Stated exercise 1
Output the text of the passage on the Old Stone Church ceremony, starting at "The Landmark Designation" and ending at "for the designation.".

Supplied passage
The Landmark Designation Ceremony for the Old Stone Church, the historic church home of the Antioch East Baptist Church and the Candler Park home of the First Existentialist Congregation (First E), took place on Saturday, June 22.
A hot, blistering day was soothed by the joyful singing and merry hearts that joined in honoring the legacy of Antioch East, its founding members, and the Black Edgewood community where the church first took root. The BiRacial History Project, an 18-year research, documentation, and community engagement and building project managed by Edith Kelman, blossomed into this Landmark Designation. Anthony Knight, the African American Heritage Initiative Coordinator in the Office of Design Studio with Atlanta’s Department of City Planning, shaped the process for the designation.

Stated exercise 2
Show each of the rows below that contains the word "roof".

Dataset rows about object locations
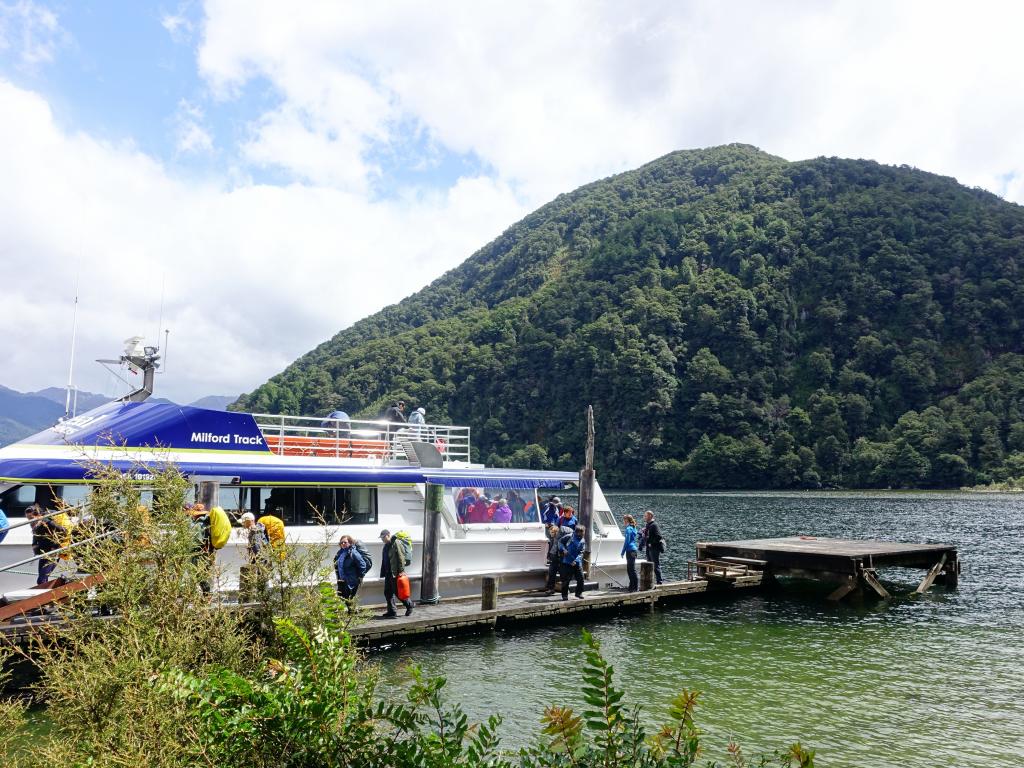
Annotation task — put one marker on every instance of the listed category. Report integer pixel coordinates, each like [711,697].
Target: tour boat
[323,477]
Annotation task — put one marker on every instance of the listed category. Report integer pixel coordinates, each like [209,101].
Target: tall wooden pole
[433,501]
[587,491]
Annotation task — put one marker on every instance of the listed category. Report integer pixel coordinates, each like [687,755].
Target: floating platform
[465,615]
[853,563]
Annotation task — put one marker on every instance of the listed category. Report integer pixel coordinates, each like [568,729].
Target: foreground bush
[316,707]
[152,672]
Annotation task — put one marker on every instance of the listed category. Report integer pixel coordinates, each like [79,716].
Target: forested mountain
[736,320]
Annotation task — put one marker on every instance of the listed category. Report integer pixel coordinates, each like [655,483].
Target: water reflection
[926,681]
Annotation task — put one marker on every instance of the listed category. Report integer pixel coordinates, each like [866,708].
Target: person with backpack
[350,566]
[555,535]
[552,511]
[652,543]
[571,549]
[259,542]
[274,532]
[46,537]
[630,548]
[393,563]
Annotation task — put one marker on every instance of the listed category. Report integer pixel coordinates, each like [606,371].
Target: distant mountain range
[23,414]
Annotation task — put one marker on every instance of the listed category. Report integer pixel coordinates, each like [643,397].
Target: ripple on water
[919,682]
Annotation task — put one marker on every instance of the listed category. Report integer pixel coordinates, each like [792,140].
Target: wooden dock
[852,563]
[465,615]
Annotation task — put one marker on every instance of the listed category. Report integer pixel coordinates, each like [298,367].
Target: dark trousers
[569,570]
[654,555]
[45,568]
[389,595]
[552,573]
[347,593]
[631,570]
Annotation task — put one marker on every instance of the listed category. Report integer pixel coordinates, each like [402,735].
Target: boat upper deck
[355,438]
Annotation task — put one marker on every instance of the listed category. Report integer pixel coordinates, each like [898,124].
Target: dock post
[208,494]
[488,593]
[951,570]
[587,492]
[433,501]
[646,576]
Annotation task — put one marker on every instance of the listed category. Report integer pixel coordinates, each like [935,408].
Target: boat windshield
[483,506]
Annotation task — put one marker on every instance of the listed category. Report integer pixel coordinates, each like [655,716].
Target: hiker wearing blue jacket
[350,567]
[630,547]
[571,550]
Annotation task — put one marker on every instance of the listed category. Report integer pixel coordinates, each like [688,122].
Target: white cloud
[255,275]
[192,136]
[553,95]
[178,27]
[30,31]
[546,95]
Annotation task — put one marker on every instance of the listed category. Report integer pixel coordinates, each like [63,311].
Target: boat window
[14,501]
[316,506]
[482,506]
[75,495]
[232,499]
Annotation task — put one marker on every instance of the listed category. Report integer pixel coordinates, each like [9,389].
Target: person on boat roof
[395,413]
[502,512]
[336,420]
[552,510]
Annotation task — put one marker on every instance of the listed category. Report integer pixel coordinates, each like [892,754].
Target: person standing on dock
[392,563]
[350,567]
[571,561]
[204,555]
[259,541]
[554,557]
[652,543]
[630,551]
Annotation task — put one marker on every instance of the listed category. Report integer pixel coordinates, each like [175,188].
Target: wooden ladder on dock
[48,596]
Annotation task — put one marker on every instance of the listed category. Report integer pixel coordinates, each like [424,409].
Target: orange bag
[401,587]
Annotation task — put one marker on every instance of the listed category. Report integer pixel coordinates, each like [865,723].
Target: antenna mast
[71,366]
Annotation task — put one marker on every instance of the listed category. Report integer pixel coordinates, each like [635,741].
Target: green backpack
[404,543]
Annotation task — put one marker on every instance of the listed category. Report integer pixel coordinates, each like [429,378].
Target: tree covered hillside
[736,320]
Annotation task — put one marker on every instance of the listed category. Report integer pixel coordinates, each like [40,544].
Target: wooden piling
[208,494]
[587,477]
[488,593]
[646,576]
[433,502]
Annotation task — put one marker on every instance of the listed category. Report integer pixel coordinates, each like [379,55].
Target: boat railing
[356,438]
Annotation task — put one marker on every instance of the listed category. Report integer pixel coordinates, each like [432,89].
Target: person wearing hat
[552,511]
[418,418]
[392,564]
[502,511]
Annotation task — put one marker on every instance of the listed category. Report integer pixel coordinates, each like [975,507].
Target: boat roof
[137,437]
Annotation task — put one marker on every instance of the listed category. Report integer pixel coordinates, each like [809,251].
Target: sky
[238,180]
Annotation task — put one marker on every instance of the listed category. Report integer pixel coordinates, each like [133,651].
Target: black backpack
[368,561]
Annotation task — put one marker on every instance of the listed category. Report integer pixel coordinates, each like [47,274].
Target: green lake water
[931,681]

Task output 1
The Landmark Designation Ceremony for the Old Stone Church, the historic church home of the Antioch East Baptist Church and the Candler Park home of the First Existentialist Congregation (First E), took place on Saturday, June 22.
A hot, blistering day was soothed by the joyful singing and merry hearts that joined in honoring the legacy of Antioch East, its founding members, and the Black Edgewood community where the church first took root. The BiRacial History Project, an 18-year research, documentation, and community engagement and building project managed by Edith Kelman, blossomed into this Landmark Designation. Anthony Knight, the African American Heritage Initiative Coordinator in the Office of Design Studio with Atlanta’s Department of City Planning, shaped the process for the designation.

Task output 2
Target: person on boat roof
Target: boat roof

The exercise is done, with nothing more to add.